TASK
Reproduce a passage from the March reading roundup word for word, beginning at the words "The Curator: a" and stopping after "very solid month!".

>> BEGIN SELECTED EXCERPT

The Curator: a neo-gothic, the uncanny, and lots of speculation
everything I read in March, including my favorite Substacks of the month
At the start of the year, I described my desire to chase minor interests into oblivion. With these March reads, I’ve carried the torch for witchy/uncanny stories, Nordic writers, crime, and speculative fiction with a dystopian bent. I challenged myself to finish a novel I started years ago (Witching) and two that have been on my TBR for an embarrassingly long time (River and Greenwood). Three were on my 25 in 2025 list that my outie shared but my innie never did here (rude?)1. A very solid month!
White is for Witching by Helen Oyeyemi
Witching is about the Silver family who lives in an old generational home turned bed & breakfast, haunted by something unseen. Miranda suffers from pica, an eating disorder where she eats non-food items such as spatulas and chalk. Her twin brother Eliot struggles in general when Miranda’s illness spikes after the death of their mother. The house thrives through it all, reaching to claim Miranda as it has three generations of Silver women before her. When Miranda brings a college friend home, things really ratchet up as Miranda shrinks into a literal and figurative ghost.

>> END SELECTED EXCERPT
>> BEGIN PROVIDED INFORMATION

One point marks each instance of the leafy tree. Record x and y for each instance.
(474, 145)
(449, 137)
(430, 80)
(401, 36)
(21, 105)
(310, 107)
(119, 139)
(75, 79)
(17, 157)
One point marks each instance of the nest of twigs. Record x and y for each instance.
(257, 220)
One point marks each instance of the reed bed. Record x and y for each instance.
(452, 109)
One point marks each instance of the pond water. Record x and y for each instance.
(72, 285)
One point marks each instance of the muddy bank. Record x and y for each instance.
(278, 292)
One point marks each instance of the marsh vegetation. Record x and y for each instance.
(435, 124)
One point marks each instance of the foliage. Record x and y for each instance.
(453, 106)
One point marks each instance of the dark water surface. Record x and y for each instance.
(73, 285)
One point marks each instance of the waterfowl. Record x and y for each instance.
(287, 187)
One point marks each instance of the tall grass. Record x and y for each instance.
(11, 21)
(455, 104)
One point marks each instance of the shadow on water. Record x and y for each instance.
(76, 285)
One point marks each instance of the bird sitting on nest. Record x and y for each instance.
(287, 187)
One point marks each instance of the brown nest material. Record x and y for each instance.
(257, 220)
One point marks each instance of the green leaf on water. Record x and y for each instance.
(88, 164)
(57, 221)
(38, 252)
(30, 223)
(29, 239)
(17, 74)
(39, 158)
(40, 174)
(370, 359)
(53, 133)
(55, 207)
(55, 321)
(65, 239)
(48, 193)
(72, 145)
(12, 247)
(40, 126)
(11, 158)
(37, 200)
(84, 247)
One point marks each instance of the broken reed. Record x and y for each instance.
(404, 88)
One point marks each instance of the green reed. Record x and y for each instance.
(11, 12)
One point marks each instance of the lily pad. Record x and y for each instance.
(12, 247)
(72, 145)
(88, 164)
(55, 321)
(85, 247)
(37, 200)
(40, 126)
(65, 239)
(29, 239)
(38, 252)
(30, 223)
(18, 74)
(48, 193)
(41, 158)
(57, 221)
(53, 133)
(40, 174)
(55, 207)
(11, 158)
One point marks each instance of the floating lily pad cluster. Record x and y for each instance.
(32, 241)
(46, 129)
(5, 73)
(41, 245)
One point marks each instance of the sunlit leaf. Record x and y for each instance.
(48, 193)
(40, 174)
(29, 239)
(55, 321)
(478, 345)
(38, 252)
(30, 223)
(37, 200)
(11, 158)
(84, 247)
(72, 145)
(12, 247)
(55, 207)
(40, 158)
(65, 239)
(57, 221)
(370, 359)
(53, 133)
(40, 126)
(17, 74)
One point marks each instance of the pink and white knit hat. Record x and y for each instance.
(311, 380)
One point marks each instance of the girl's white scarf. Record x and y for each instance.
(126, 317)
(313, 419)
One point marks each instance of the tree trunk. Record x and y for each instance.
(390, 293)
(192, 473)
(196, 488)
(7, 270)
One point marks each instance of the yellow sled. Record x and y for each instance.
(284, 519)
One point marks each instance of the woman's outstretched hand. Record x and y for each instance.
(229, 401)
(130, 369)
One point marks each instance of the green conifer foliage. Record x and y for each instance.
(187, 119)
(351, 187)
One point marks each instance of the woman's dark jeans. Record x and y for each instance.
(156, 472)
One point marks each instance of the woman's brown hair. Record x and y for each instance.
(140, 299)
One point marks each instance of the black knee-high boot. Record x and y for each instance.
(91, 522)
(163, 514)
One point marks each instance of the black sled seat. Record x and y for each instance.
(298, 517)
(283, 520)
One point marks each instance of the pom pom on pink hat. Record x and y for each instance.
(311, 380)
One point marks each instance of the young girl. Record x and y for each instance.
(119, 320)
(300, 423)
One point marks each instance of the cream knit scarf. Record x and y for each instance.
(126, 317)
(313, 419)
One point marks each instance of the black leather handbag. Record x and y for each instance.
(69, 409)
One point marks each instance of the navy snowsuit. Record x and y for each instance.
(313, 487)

>> END PROVIDED INFORMATION

COMPLETE OUTPUT
The Curator: a neo-gothic, the uncanny, and lots of speculation
everything I read in March, including my favorite Substacks of the month
At the start of the year, I described my desire to chase minor interests into oblivion. With these March reads, I’ve carried the torch for witchy/uncanny stories, Nordic writers, crime, and speculative fiction with a dystopian bent. I challenged myself to finish a novel I started years ago (Witching) and two that have been on my TBR for an embarrassingly long time (River and Greenwood). Three were on my 25 in 2025 list that my outie shared but my innie never did here (rude?)1. A very solid month!